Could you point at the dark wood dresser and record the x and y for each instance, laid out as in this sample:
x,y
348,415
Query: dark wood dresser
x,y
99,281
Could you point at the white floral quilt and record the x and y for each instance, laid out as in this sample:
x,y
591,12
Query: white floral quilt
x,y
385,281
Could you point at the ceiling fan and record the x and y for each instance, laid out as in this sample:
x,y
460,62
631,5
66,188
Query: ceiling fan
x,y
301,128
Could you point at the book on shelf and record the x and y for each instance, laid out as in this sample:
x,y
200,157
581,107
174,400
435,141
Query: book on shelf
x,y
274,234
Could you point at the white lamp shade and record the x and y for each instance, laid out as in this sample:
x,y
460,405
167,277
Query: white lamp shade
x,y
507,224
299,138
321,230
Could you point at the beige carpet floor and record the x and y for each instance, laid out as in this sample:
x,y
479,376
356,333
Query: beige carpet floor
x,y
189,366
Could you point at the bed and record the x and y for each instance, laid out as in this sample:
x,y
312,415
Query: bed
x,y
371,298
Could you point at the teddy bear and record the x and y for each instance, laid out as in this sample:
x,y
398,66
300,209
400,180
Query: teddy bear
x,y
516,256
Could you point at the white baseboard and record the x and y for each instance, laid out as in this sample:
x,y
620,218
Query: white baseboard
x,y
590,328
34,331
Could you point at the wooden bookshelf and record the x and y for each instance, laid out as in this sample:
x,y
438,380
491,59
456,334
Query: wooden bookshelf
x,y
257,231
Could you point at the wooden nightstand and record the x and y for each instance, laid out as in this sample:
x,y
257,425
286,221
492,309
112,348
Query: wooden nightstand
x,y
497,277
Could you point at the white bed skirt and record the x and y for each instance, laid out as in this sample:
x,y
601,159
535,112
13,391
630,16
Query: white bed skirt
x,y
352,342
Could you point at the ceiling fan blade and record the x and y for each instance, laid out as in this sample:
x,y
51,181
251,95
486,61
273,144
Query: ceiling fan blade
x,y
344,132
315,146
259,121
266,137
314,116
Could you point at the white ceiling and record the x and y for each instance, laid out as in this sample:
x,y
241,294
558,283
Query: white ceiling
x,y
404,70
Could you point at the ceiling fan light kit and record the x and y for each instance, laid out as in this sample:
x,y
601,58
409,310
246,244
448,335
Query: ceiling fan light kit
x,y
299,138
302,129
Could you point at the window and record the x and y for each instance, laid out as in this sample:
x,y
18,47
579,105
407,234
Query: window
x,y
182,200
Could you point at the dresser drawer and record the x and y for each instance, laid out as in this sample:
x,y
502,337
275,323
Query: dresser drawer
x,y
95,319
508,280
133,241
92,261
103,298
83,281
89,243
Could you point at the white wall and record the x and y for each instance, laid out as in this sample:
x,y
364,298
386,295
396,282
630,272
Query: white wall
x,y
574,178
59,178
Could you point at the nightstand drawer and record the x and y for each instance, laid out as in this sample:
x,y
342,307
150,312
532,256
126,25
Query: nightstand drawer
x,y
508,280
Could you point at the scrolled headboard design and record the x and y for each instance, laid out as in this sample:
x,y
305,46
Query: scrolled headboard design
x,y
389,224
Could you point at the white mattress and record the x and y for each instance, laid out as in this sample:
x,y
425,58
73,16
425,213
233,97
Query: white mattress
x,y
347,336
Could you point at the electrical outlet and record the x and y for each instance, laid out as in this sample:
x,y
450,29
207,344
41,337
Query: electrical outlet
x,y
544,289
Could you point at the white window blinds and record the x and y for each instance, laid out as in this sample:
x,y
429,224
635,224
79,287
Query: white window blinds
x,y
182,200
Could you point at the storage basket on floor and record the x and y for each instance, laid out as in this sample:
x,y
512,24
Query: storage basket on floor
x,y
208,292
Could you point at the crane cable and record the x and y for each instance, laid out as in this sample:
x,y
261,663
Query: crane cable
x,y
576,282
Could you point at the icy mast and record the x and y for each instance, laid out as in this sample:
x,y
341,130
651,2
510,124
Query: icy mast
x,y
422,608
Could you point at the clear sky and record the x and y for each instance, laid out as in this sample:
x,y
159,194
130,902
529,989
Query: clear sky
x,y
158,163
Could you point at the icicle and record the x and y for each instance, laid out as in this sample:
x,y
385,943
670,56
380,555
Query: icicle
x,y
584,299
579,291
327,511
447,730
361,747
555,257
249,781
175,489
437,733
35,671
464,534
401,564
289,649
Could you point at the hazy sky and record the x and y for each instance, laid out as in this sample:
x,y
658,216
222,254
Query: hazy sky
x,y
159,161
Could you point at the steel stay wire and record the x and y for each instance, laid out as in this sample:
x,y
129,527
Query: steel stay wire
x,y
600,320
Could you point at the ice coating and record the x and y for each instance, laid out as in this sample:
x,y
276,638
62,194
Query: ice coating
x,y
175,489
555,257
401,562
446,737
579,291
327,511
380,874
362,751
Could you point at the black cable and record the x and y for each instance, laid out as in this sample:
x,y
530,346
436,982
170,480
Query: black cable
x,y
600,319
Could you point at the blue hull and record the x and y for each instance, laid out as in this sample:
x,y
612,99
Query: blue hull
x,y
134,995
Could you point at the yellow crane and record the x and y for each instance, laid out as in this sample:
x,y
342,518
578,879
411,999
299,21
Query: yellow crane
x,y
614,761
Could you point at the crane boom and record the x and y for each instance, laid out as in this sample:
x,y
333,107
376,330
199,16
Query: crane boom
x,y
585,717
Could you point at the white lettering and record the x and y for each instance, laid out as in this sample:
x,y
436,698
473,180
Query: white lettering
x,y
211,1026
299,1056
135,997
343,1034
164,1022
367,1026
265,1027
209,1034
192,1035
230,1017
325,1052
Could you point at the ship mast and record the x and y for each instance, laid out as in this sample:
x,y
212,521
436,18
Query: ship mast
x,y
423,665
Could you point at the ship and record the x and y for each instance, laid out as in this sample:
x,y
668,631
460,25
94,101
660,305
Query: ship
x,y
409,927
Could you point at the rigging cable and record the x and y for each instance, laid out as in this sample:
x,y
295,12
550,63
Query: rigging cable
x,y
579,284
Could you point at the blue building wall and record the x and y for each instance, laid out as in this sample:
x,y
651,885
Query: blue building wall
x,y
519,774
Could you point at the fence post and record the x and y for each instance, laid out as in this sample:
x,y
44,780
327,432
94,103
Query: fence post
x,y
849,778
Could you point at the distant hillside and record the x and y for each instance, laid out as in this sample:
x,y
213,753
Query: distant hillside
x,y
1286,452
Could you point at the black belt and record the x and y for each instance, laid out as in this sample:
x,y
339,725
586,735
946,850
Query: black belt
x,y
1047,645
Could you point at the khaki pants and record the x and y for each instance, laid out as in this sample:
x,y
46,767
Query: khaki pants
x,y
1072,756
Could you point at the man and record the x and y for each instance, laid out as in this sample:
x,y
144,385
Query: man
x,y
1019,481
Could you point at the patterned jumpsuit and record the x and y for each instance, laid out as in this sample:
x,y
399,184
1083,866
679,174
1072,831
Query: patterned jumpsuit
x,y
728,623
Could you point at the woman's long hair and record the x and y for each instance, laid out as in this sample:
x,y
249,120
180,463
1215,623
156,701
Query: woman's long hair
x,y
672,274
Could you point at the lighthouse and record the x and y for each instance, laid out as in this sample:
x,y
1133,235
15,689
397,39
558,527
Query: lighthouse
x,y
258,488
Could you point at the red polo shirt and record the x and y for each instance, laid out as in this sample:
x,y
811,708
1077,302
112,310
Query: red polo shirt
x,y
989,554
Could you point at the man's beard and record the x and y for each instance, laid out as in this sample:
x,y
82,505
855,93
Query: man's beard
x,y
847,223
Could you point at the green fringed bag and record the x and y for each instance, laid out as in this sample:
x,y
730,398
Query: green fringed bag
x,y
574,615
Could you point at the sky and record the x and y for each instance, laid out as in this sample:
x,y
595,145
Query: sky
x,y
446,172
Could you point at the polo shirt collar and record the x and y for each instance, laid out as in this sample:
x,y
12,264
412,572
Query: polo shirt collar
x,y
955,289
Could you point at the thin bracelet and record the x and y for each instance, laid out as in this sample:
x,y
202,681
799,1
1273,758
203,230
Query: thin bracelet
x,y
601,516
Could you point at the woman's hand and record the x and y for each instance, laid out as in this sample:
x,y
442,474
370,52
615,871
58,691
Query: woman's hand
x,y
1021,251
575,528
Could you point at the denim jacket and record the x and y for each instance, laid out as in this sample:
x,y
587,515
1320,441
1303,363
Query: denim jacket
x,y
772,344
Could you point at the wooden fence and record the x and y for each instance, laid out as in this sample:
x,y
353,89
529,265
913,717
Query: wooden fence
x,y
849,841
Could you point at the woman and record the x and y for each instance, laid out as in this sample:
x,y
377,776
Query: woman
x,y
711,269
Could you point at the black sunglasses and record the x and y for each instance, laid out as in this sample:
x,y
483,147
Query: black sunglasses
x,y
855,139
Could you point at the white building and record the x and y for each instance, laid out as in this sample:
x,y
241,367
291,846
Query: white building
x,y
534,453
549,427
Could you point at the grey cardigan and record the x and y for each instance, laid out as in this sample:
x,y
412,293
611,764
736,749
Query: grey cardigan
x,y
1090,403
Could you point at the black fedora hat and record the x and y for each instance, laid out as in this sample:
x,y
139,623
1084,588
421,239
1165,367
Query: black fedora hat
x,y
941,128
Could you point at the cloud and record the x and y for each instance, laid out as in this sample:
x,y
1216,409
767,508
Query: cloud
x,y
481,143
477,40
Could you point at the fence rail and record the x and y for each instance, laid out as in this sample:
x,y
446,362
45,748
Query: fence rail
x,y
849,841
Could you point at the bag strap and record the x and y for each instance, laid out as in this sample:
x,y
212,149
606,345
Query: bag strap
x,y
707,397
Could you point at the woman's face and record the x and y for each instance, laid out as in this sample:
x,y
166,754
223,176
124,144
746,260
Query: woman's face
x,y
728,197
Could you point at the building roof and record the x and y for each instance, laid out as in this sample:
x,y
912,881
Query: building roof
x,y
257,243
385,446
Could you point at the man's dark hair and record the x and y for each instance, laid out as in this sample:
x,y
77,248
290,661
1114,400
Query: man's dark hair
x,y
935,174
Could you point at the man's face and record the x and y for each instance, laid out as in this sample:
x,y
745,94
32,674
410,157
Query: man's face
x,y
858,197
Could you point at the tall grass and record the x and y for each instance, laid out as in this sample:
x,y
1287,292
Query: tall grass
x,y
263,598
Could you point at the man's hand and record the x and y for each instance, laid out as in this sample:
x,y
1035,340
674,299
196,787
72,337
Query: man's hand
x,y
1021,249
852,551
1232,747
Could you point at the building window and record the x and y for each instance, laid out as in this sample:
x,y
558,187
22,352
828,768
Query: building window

● ● ● ● ● ● ●

Rewrite the lines of the material from the line with "Could you point at the man's hand" through the end of the material as a JSON list of strings, one string per line, with blank lines omitted.

**Written answer:**
[
  "Could you point at the man's hand and record the x and y for each instance, laid out as in this sample:",
  "x,y",
  "1035,340",
  "674,299",
  "196,787",
  "72,337",
  "Query: man's hand",
  "x,y",
  "1021,249",
  "852,551",
  "1232,747",
  "Could you point at the building window and record the x and y for each instance, laid out as in this sample:",
  "x,y",
  "558,187",
  "22,352",
  "828,768",
  "Query: building window"
]